# [Exercise description]
Having found the line containing "Can you see the woman?" in the records below, copy that line and each later one exactly, dropping pictures.

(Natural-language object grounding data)
╔══
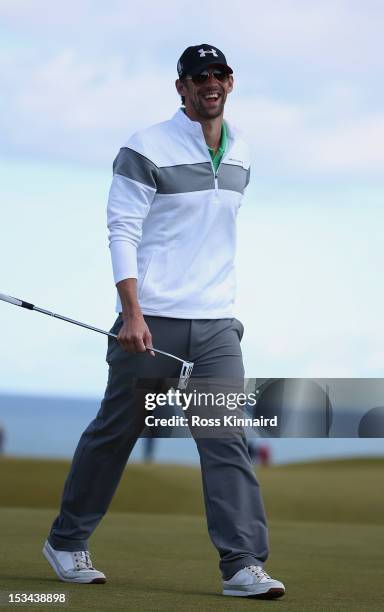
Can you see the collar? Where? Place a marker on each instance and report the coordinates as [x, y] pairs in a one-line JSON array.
[[194, 127]]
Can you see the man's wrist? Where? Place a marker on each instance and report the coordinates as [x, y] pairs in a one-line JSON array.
[[131, 312]]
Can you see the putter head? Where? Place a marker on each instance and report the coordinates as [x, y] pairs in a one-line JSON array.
[[185, 374]]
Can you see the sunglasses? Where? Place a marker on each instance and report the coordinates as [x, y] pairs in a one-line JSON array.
[[202, 77]]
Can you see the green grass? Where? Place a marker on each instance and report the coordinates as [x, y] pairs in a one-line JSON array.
[[326, 531], [337, 491], [165, 562]]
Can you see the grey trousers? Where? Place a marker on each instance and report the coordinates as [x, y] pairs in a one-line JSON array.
[[234, 507]]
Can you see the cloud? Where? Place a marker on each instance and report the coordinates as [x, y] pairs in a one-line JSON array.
[[307, 94]]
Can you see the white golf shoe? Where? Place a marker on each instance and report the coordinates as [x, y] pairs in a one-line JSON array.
[[253, 581], [73, 566]]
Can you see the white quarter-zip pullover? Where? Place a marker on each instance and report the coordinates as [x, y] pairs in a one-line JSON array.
[[172, 219]]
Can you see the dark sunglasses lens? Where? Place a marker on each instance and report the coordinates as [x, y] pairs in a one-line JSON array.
[[220, 75], [198, 79]]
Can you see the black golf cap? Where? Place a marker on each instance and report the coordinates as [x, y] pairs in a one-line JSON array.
[[197, 58]]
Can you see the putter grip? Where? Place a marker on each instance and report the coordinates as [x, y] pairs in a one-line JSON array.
[[16, 301]]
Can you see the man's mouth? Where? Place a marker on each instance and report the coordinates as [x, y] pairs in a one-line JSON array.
[[211, 97]]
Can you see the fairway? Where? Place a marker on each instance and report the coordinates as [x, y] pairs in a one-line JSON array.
[[161, 559]]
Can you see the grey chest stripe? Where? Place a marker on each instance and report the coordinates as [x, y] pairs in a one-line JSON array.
[[234, 178], [185, 178], [134, 166]]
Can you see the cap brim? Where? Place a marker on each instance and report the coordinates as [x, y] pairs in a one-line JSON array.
[[205, 65]]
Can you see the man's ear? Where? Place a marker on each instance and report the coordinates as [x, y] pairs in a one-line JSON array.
[[180, 86]]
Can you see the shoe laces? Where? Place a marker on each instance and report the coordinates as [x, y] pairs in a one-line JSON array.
[[82, 560], [258, 571]]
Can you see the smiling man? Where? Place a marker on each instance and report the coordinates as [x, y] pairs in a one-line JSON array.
[[172, 209]]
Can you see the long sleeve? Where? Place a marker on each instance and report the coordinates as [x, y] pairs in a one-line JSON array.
[[132, 191]]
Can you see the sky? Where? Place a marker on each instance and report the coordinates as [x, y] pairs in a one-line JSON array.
[[78, 79]]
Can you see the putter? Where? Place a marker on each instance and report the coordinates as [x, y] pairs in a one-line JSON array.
[[186, 368]]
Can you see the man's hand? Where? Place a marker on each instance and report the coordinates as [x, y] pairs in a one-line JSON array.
[[134, 335]]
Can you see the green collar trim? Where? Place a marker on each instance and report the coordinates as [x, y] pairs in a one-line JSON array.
[[216, 158]]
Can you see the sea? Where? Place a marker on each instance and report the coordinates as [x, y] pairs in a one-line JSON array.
[[47, 426]]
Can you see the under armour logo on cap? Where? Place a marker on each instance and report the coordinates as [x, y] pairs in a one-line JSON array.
[[197, 58], [203, 52]]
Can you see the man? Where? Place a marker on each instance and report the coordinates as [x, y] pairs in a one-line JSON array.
[[172, 210]]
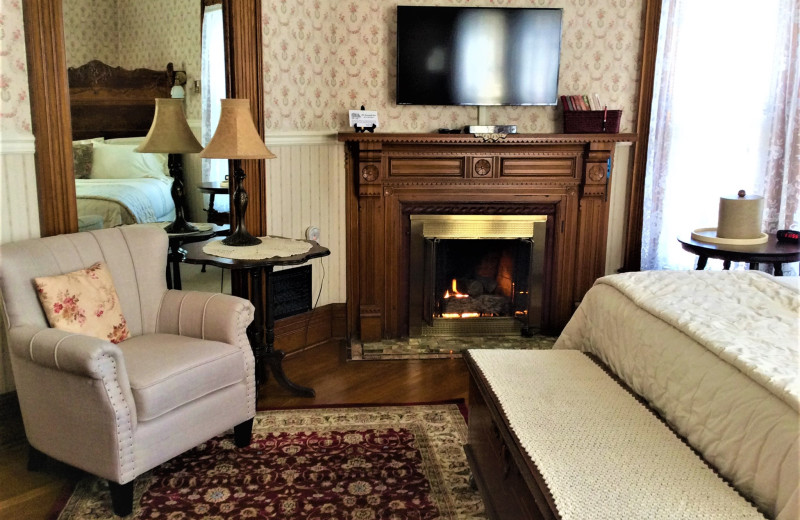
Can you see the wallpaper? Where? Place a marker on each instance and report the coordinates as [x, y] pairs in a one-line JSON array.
[[137, 34], [90, 32], [15, 110], [325, 57]]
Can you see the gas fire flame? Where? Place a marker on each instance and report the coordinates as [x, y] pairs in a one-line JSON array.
[[455, 293]]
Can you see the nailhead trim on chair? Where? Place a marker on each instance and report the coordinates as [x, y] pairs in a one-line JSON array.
[[158, 314], [203, 319], [124, 442]]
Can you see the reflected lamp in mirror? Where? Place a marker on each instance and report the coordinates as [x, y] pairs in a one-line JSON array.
[[170, 134], [236, 138]]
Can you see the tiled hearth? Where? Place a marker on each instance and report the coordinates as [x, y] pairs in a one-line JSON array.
[[443, 347]]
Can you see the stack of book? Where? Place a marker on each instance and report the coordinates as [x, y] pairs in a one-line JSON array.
[[582, 102], [585, 114]]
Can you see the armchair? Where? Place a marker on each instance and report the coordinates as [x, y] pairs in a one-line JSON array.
[[185, 374]]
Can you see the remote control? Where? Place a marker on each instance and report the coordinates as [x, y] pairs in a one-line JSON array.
[[788, 235]]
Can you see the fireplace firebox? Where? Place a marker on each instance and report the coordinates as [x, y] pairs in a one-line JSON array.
[[477, 274]]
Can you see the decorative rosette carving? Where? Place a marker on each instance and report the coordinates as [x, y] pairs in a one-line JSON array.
[[369, 172], [483, 168], [597, 172]]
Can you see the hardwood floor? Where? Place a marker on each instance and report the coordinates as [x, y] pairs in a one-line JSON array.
[[26, 495]]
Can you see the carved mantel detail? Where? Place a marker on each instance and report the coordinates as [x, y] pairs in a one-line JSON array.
[[370, 173], [392, 176]]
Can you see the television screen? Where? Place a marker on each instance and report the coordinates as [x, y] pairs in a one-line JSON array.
[[477, 55]]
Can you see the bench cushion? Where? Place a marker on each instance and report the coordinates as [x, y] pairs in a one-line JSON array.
[[595, 446]]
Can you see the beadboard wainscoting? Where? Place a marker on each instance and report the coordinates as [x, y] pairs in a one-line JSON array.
[[306, 187], [19, 216]]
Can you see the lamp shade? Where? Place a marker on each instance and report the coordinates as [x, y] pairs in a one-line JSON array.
[[236, 136], [169, 133]]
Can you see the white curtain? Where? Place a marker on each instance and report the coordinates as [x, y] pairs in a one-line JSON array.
[[726, 116], [213, 89]]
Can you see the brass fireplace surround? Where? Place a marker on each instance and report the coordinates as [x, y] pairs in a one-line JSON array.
[[475, 227]]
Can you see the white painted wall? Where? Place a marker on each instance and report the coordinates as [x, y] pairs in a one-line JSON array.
[[19, 217], [305, 187]]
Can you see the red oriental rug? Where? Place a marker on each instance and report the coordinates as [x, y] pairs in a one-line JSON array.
[[397, 462]]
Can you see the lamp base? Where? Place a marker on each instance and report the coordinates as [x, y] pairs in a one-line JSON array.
[[241, 238]]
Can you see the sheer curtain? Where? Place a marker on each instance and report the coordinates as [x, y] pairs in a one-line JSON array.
[[726, 116], [213, 89]]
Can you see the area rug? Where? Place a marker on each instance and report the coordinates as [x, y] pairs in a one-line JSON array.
[[394, 462]]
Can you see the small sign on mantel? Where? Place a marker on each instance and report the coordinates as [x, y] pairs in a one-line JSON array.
[[364, 118]]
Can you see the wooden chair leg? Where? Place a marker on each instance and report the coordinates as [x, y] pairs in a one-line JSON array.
[[243, 433], [121, 498], [36, 459]]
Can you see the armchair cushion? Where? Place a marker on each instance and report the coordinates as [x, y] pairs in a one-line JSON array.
[[83, 301], [183, 370]]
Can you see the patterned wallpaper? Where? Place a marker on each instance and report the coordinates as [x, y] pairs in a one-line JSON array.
[[325, 57], [90, 32], [137, 34], [15, 110]]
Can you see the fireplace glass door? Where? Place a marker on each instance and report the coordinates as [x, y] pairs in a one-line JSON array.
[[475, 281]]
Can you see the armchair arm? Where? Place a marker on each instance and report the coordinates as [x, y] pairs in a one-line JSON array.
[[75, 398], [205, 315], [77, 354]]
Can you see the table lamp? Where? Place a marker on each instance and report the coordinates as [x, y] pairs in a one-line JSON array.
[[170, 133], [236, 138]]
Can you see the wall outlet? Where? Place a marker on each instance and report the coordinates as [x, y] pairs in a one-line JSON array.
[[312, 233]]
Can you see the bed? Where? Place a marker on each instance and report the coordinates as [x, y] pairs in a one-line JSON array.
[[112, 109], [715, 353]]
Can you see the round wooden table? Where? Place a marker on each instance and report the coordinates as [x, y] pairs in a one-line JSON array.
[[261, 332], [772, 251]]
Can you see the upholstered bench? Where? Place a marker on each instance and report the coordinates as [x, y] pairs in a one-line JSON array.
[[552, 435], [90, 222]]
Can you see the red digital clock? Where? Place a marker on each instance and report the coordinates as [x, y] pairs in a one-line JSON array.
[[788, 235]]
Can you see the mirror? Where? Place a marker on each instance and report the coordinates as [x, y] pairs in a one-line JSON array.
[[44, 33], [114, 74]]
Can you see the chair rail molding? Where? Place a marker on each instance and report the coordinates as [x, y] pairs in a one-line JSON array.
[[302, 137]]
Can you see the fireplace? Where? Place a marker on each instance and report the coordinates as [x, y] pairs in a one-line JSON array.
[[477, 275], [562, 179]]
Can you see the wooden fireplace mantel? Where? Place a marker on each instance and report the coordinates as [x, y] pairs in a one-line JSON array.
[[391, 176]]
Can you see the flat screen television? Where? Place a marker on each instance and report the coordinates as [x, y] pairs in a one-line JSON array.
[[477, 55]]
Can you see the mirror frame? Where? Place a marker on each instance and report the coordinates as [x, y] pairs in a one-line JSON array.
[[50, 116]]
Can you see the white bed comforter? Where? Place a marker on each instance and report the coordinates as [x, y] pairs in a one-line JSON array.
[[716, 353], [125, 201]]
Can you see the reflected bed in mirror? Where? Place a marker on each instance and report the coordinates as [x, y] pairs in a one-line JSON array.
[[112, 109]]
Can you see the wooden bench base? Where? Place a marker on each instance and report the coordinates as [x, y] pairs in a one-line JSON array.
[[605, 453], [509, 483]]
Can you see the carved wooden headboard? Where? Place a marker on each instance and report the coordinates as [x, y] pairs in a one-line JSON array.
[[114, 102]]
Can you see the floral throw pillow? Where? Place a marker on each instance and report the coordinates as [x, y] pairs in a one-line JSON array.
[[85, 302], [82, 160]]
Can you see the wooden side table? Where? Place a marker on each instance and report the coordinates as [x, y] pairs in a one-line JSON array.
[[772, 251], [176, 253], [261, 332], [213, 189]]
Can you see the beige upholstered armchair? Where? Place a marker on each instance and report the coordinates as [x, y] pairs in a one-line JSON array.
[[184, 374]]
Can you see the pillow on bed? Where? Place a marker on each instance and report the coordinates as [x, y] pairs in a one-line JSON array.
[[82, 160], [84, 302], [120, 161]]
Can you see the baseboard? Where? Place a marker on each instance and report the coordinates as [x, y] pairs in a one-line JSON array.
[[12, 431], [309, 329]]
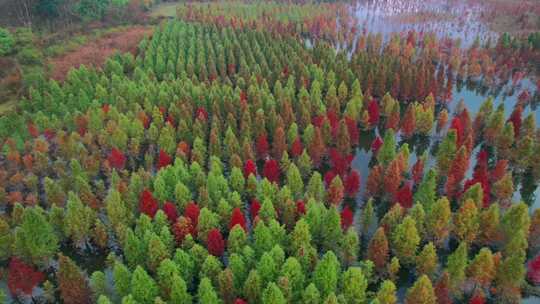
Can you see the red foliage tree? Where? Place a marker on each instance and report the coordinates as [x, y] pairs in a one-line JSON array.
[[254, 208], [346, 218], [262, 146], [271, 170], [32, 130], [533, 271], [317, 147], [340, 163], [480, 175], [164, 159], [300, 207], [22, 278], [392, 177], [334, 122], [318, 121], [354, 133], [148, 204], [404, 196], [376, 144], [373, 111], [329, 177], [215, 243], [335, 192], [192, 212], [442, 289], [515, 119], [408, 124], [375, 180], [182, 228], [418, 170], [457, 172], [456, 125], [117, 159], [250, 168], [237, 218], [201, 114], [296, 147], [352, 183], [499, 170], [171, 212], [477, 298]]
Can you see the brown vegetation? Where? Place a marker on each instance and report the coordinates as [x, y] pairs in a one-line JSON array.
[[95, 53]]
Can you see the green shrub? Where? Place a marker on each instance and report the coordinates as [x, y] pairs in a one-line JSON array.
[[6, 42], [30, 56]]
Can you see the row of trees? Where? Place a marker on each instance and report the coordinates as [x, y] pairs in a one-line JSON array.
[[240, 188]]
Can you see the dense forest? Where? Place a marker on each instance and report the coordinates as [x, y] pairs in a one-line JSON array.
[[266, 152]]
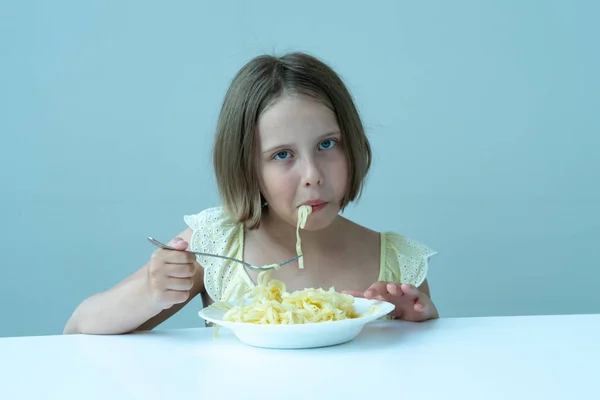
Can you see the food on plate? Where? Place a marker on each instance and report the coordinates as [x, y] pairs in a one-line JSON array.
[[269, 303]]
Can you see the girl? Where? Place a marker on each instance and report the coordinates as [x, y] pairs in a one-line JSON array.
[[288, 135]]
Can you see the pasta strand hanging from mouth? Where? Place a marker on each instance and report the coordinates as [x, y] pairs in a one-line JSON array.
[[303, 213]]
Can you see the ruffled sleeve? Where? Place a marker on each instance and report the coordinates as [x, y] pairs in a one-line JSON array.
[[404, 260], [215, 232]]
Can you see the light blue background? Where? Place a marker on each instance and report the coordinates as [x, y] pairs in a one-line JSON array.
[[484, 118]]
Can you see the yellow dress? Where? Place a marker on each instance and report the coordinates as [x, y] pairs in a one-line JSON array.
[[214, 231]]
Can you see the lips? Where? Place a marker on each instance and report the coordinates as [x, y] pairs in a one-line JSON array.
[[314, 203]]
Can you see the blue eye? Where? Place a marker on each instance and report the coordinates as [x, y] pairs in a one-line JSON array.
[[281, 155], [327, 144]]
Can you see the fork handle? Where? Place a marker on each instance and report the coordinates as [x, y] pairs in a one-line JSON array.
[[166, 247]]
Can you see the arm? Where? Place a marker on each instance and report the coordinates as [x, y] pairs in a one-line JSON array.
[[128, 306]]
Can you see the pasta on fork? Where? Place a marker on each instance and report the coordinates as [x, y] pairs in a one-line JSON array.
[[269, 302]]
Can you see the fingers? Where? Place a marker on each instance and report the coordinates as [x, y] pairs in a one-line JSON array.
[[178, 243], [183, 284], [410, 290], [180, 270], [174, 256]]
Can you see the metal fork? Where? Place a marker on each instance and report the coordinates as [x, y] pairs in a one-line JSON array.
[[250, 266]]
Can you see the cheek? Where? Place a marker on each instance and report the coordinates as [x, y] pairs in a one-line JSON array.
[[277, 184], [339, 173]]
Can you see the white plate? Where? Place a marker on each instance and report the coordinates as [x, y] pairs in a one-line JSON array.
[[300, 336]]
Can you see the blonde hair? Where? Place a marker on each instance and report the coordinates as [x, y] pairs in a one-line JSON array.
[[257, 85]]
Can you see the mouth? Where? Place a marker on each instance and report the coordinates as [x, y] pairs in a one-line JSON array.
[[316, 204]]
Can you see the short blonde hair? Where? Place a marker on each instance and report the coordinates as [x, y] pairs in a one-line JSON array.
[[257, 85]]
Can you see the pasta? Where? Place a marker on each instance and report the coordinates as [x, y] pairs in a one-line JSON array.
[[269, 302], [303, 213]]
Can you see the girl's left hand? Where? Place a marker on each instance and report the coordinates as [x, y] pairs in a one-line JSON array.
[[411, 304]]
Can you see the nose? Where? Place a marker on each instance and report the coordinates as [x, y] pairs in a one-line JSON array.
[[312, 175]]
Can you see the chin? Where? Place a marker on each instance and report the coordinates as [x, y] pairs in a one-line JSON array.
[[321, 219]]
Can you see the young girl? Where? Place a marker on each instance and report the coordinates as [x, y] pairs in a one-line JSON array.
[[288, 135]]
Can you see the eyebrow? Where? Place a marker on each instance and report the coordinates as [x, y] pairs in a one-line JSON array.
[[283, 146]]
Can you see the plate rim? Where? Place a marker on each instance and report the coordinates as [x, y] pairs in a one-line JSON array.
[[362, 320]]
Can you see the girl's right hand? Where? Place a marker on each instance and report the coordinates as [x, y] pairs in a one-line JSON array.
[[171, 274]]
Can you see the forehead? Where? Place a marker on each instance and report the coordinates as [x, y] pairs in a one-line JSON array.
[[291, 118]]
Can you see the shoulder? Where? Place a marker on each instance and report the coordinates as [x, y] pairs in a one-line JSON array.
[[213, 230], [209, 217], [404, 259]]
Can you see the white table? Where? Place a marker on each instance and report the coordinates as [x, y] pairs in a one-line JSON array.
[[543, 357]]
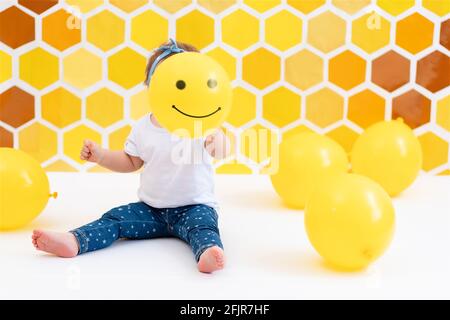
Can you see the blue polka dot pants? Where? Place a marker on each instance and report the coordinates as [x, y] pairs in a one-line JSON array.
[[194, 224]]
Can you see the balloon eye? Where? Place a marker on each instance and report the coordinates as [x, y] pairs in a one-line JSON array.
[[181, 84], [212, 83]]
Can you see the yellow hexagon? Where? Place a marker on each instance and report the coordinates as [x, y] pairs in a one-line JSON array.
[[347, 70], [244, 107], [60, 107], [237, 36], [117, 138], [216, 6], [345, 136], [38, 141], [324, 107], [104, 107], [196, 28], [85, 5], [296, 130], [105, 30], [306, 6], [5, 66], [139, 104], [257, 143], [395, 7], [261, 68], [82, 69], [439, 7], [172, 6], [262, 6], [128, 5], [311, 67], [39, 68], [281, 106], [434, 149], [73, 141], [443, 113], [371, 32], [326, 32], [414, 33], [366, 108], [351, 6], [283, 30], [233, 167], [227, 61], [126, 68], [149, 20]]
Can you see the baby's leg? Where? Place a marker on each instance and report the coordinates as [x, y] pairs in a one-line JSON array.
[[198, 226], [133, 221]]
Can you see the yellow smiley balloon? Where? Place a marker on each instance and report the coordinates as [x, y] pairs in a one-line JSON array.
[[190, 94]]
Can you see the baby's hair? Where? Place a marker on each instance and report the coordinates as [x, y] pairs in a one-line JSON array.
[[156, 53]]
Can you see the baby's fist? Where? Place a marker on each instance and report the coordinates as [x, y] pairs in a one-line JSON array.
[[91, 151]]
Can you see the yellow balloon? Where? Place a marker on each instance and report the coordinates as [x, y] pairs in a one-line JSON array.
[[350, 221], [389, 153], [190, 94], [24, 189], [304, 159]]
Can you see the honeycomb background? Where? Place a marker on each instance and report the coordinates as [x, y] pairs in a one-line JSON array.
[[73, 69]]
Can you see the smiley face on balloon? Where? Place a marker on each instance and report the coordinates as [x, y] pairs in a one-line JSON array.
[[190, 94]]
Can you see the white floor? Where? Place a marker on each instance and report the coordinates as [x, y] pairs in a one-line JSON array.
[[269, 256]]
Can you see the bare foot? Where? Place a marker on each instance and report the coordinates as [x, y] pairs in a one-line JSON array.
[[62, 244], [211, 260]]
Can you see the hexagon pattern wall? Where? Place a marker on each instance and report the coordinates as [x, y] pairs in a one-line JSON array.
[[73, 69]]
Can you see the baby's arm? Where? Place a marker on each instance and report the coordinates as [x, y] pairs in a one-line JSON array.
[[218, 145], [118, 161]]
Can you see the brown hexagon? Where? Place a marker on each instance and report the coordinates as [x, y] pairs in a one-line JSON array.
[[6, 138], [16, 107], [445, 34], [433, 71], [16, 27], [38, 6], [390, 71], [412, 107]]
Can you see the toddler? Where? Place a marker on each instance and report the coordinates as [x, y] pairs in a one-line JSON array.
[[176, 193]]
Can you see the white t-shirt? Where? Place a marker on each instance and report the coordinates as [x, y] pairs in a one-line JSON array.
[[177, 171]]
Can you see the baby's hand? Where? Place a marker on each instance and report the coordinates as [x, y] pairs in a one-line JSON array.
[[91, 152]]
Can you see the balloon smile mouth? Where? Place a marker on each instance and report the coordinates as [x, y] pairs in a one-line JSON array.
[[195, 116]]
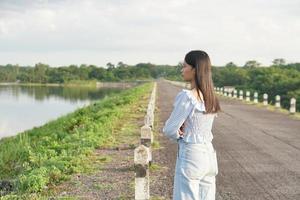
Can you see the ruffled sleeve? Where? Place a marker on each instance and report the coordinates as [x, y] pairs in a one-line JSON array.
[[182, 107]]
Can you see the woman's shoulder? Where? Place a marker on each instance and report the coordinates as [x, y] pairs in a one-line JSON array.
[[187, 96]]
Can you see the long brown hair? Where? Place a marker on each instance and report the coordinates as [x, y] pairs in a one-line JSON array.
[[203, 79]]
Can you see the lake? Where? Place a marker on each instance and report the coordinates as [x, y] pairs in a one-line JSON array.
[[24, 107]]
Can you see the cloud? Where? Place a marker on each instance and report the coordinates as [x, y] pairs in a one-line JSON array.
[[97, 32]]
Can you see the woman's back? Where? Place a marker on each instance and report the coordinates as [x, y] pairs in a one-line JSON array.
[[198, 125]]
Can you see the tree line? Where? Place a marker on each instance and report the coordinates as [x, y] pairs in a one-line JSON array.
[[280, 78]]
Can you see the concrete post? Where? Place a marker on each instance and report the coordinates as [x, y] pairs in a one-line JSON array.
[[293, 105], [141, 168], [265, 102], [247, 95], [255, 97], [241, 95]]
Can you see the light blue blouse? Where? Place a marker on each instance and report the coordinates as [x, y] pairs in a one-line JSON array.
[[187, 109]]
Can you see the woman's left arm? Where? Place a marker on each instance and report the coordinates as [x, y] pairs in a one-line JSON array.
[[181, 110]]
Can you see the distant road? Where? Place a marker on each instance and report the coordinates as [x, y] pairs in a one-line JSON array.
[[258, 150]]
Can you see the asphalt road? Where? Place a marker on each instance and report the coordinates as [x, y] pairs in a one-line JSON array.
[[258, 150]]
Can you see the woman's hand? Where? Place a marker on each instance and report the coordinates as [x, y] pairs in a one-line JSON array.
[[181, 130]]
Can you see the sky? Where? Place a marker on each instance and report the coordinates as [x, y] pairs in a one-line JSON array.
[[65, 32]]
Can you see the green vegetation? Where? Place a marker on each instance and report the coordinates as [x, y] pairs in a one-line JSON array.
[[44, 156], [283, 80]]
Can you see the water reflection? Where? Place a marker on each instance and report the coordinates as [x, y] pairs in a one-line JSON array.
[[23, 107]]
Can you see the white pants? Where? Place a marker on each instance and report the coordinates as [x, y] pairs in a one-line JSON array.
[[195, 172]]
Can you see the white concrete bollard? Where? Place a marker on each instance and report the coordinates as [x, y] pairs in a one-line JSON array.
[[247, 96], [255, 97], [141, 168], [230, 93], [277, 103], [147, 139], [293, 105], [241, 95], [265, 102], [235, 94]]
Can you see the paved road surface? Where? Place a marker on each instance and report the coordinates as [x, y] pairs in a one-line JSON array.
[[258, 150]]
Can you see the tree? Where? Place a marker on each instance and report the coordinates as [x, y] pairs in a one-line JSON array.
[[110, 66], [230, 64], [252, 63], [40, 72], [278, 62]]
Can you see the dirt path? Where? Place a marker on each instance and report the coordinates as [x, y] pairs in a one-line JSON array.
[[258, 151]]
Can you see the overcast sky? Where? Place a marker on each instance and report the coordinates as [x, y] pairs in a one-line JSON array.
[[64, 32]]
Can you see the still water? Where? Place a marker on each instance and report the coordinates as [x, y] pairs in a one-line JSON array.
[[23, 107]]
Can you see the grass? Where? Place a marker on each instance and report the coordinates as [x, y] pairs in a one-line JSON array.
[[269, 107], [44, 156]]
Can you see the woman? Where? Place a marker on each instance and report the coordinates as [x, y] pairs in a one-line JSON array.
[[190, 124]]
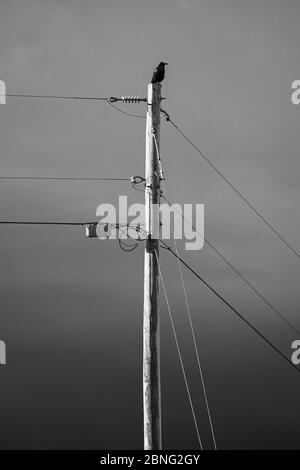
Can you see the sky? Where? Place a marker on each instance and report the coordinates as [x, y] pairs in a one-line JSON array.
[[71, 307]]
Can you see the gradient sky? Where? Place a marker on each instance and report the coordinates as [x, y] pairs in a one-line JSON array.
[[71, 308]]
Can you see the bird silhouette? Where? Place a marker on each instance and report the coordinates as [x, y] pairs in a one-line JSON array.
[[159, 73]]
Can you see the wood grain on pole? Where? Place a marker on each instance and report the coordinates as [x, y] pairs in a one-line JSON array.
[[151, 336]]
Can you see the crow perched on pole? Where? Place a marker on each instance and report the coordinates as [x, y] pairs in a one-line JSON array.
╚══
# [Solved exercise]
Can you see the woman? Where? Place a marker on each instance and report the coordinates as [x, y] pairs in a one-line JSON array.
[[190, 124]]
Can you see the sky? Where? Place a marker on each instance and report the coordinates as [x, y] pairs in a one-line JSON array.
[[71, 307]]
Can you see the gradient sky? Where? Place a marker on each instance and report the coordinates as [x, y] pairs in a one-line JSON array.
[[71, 308]]
Can you see the bird silhouette? Where? Place a marker on each instance and report the coordinates as [x, y] pairs in a one-line JSON array.
[[159, 73]]
Can you see the wood grain on pole? Where? Place a marker on each instance and report the coordinates as [x, y] pairs in a one-line JSON array.
[[151, 336]]
Can you see the crow perched on pole? Where? Place a marker on each instance and report the coordinates as [x, y] pairs in a one-line JSON array.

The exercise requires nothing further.